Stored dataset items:
####

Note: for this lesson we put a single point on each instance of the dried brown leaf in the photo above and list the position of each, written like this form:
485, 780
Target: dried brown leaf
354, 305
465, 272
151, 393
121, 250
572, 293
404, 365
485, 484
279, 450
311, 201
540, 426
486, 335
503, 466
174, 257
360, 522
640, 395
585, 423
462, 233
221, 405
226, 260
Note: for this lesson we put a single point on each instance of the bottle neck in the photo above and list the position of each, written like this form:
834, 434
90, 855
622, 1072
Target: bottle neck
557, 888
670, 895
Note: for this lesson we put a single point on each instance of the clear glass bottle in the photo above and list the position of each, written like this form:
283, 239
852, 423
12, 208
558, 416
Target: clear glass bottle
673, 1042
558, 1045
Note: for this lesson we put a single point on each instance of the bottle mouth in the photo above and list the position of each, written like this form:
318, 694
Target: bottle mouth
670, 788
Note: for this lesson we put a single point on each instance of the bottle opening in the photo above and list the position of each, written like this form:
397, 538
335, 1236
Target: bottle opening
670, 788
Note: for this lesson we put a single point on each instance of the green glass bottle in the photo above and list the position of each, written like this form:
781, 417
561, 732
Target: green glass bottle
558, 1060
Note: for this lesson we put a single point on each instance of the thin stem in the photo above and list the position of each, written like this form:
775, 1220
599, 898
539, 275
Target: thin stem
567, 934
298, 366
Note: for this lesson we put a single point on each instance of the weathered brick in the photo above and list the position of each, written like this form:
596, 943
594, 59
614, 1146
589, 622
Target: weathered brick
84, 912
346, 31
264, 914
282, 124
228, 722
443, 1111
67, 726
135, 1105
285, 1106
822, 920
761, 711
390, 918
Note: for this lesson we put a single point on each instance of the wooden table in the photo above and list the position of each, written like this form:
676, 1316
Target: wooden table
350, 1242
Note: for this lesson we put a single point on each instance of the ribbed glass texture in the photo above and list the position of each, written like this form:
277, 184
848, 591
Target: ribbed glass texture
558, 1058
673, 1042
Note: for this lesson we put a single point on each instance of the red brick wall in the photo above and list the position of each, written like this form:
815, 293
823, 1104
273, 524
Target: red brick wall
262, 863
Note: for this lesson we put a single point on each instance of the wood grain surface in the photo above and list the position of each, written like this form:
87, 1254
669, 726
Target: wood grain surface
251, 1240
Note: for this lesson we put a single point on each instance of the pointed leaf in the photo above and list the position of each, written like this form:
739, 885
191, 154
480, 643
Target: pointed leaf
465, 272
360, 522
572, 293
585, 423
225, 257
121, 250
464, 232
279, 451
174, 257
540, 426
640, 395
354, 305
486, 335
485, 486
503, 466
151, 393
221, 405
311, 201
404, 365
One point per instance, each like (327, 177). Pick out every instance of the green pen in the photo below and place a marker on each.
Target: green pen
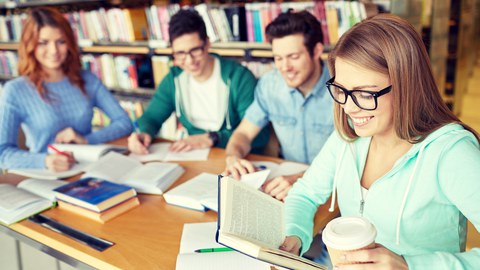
(205, 250)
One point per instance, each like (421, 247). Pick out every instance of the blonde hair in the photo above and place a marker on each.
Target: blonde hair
(390, 45)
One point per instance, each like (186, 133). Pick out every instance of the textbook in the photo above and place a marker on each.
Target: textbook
(95, 194)
(85, 154)
(252, 223)
(194, 193)
(201, 192)
(160, 152)
(150, 178)
(103, 216)
(196, 236)
(279, 169)
(88, 152)
(29, 197)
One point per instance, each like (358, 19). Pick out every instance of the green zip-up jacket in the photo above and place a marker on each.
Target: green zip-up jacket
(167, 99)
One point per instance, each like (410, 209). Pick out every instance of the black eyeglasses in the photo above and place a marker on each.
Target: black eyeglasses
(366, 100)
(194, 52)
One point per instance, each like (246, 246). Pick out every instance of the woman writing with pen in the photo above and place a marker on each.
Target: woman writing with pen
(53, 100)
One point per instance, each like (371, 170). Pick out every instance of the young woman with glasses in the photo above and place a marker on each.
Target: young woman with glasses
(399, 157)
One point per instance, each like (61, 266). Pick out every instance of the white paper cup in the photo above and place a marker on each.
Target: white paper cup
(347, 234)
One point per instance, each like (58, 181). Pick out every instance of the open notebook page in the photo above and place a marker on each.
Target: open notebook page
(202, 235)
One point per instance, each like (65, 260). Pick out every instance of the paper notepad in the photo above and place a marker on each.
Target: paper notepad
(202, 235)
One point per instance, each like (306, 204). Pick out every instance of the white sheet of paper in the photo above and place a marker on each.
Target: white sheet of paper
(202, 235)
(160, 152)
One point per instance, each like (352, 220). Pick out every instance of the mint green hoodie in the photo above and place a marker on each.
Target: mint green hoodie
(419, 208)
(240, 83)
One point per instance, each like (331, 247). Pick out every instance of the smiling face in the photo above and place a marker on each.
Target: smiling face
(197, 62)
(294, 62)
(378, 122)
(51, 50)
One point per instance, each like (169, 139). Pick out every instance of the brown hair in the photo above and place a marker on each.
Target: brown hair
(390, 45)
(29, 66)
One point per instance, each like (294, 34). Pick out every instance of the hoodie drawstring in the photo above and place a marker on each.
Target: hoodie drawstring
(334, 187)
(404, 201)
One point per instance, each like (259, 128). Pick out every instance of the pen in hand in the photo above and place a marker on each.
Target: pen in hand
(206, 250)
(56, 150)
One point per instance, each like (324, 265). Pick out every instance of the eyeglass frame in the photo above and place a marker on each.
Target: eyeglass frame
(201, 49)
(349, 93)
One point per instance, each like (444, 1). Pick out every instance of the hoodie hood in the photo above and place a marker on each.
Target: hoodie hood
(448, 134)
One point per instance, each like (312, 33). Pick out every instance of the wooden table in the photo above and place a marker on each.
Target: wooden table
(147, 237)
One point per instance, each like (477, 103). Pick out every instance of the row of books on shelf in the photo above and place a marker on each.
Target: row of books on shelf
(125, 72)
(122, 71)
(8, 63)
(224, 23)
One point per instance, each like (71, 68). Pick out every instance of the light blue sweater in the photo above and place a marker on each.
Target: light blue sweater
(20, 104)
(419, 207)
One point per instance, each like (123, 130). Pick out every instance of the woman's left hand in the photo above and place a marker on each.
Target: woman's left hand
(378, 257)
(69, 135)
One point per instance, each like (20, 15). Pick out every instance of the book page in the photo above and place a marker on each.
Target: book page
(12, 198)
(197, 154)
(192, 193)
(288, 168)
(157, 152)
(202, 235)
(47, 174)
(88, 152)
(41, 187)
(160, 152)
(255, 179)
(284, 168)
(251, 214)
(149, 174)
(113, 166)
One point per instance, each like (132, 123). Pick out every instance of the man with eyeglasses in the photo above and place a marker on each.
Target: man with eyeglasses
(293, 97)
(209, 94)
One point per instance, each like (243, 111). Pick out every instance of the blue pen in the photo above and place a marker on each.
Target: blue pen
(135, 122)
(261, 168)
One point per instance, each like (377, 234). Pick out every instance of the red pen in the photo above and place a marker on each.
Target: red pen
(56, 150)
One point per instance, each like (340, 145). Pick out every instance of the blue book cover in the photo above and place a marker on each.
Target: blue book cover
(93, 191)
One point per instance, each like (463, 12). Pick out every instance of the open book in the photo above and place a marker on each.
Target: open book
(85, 154)
(160, 152)
(26, 199)
(201, 192)
(89, 152)
(279, 169)
(151, 178)
(252, 222)
(202, 235)
(49, 175)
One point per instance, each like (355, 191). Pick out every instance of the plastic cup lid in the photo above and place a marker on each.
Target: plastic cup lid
(349, 233)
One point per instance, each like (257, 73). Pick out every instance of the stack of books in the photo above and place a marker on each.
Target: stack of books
(96, 198)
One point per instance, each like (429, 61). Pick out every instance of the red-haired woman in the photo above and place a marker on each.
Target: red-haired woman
(54, 98)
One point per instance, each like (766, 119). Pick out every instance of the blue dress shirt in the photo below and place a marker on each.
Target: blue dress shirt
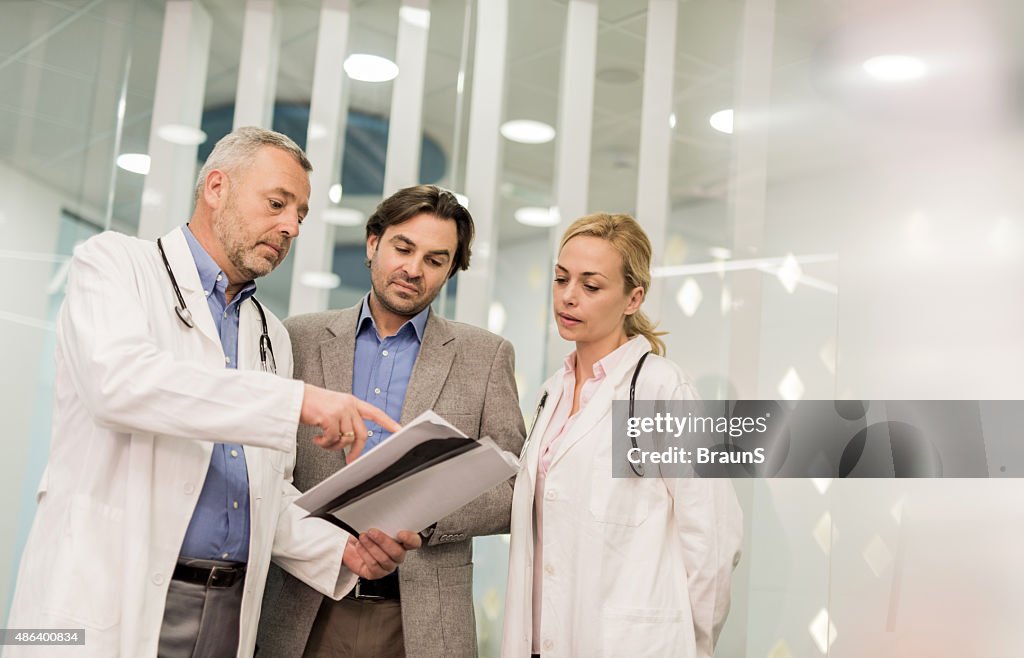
(219, 527)
(382, 366)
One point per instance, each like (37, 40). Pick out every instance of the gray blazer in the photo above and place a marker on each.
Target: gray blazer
(462, 373)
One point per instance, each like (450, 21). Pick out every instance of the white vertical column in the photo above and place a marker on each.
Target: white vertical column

####

Search the entries for the word "vertical". Copy every line where it occurs.

One point per instance, each like (450, 21). Pick out every instance of the white vertical column in the photo above and place a marker on each.
Target: white vertical column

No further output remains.